> Exercise description: Give back one number only: how many lines in the material below contain "wall".
::: Supplied material
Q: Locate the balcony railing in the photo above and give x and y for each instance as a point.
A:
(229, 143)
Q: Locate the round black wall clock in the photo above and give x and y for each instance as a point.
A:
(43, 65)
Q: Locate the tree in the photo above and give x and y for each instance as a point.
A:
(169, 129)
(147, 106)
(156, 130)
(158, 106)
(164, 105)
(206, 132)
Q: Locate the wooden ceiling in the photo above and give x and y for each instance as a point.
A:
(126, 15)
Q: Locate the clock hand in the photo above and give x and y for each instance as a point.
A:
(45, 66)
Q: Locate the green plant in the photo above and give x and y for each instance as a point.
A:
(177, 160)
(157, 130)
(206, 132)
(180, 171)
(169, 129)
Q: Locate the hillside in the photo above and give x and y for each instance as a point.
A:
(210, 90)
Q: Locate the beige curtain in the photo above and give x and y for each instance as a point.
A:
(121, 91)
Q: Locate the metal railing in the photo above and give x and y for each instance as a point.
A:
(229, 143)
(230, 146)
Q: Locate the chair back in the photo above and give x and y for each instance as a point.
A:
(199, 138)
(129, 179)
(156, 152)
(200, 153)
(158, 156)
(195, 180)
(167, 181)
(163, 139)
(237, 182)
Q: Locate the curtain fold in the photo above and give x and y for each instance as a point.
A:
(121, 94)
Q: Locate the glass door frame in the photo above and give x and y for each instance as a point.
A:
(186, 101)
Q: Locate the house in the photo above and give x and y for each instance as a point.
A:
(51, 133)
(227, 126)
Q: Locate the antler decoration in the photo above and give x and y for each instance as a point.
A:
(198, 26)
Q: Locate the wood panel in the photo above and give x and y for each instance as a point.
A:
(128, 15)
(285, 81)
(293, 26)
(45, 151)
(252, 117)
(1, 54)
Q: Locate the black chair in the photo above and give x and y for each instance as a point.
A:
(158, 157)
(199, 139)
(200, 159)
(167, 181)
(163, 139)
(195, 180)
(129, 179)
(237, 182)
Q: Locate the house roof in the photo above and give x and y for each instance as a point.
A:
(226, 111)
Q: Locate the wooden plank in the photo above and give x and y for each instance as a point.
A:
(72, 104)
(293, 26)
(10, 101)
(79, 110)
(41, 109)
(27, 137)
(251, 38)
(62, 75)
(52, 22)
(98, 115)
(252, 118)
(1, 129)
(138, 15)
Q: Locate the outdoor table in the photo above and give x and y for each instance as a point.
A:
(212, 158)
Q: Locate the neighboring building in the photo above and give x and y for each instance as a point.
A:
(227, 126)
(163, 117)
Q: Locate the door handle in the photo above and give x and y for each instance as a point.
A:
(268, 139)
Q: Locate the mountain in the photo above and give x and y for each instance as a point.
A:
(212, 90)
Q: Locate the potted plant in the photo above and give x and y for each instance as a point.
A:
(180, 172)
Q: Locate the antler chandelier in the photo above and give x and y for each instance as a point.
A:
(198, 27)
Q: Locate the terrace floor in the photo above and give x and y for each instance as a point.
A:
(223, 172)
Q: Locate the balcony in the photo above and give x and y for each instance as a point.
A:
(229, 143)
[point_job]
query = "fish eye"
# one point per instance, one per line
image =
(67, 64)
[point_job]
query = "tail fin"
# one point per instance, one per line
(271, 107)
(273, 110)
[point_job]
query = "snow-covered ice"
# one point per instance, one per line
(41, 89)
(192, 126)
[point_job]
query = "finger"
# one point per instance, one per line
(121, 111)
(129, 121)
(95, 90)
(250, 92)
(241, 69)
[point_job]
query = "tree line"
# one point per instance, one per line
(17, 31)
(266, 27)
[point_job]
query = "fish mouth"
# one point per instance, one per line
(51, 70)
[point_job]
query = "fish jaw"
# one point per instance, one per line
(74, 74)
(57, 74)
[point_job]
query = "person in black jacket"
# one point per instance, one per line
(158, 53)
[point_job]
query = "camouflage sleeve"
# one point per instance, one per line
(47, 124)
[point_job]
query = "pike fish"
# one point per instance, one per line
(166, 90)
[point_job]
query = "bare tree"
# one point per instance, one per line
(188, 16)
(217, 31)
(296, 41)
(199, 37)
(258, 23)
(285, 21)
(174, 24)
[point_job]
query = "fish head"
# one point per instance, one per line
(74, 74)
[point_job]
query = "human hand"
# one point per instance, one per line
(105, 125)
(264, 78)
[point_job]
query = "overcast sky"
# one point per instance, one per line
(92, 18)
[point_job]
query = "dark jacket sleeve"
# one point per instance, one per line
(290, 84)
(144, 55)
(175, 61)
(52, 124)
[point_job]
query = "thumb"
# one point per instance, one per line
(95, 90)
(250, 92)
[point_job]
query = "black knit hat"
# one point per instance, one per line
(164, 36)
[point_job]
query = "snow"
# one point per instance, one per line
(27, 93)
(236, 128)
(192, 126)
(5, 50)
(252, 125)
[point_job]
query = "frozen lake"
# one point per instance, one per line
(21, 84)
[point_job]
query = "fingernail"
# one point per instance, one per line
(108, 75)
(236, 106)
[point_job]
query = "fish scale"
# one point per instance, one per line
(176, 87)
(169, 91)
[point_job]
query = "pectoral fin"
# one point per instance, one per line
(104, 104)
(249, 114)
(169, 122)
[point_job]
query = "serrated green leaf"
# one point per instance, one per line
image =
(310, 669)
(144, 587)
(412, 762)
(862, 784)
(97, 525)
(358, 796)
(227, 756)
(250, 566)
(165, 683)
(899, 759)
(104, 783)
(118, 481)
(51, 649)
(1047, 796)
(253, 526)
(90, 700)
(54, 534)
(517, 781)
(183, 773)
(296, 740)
::::::
::: Supplied material
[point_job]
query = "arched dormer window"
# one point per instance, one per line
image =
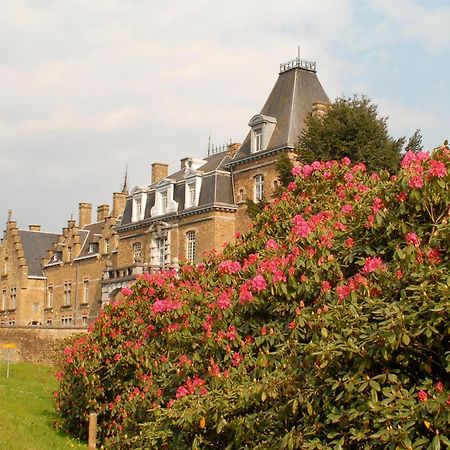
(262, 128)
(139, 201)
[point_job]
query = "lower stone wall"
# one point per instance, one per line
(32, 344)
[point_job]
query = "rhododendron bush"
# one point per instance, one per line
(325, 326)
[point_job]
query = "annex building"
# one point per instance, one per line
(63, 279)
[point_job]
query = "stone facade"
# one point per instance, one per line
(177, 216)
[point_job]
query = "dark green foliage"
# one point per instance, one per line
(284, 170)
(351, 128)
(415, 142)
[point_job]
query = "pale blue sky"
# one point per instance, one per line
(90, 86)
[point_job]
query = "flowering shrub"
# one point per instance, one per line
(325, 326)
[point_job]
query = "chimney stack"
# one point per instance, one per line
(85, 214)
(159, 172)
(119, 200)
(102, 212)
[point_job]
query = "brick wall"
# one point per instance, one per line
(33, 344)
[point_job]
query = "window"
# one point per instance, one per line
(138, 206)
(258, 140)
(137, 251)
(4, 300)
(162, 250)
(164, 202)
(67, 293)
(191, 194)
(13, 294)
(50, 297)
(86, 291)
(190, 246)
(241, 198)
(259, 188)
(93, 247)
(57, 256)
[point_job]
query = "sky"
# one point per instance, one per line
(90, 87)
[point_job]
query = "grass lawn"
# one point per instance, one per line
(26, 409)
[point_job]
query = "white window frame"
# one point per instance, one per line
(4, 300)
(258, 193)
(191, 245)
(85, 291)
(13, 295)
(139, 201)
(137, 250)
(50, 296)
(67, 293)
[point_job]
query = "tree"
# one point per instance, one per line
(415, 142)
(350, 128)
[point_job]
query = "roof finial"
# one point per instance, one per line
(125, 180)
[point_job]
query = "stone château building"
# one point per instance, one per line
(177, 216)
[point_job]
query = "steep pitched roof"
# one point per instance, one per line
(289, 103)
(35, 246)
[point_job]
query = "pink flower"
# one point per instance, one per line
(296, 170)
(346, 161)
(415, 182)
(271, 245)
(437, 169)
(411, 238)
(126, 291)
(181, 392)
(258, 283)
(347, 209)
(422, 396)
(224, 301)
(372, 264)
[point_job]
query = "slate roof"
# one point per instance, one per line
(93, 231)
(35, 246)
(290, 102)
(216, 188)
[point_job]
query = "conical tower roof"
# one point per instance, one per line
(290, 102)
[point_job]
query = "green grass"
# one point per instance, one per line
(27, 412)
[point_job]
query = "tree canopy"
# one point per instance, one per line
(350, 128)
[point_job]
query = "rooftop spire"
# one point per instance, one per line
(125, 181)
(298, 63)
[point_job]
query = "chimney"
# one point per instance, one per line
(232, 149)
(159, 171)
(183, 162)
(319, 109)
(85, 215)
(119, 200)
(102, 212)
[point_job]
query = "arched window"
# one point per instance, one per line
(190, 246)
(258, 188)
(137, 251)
::::::
> Solution for this exercise: 3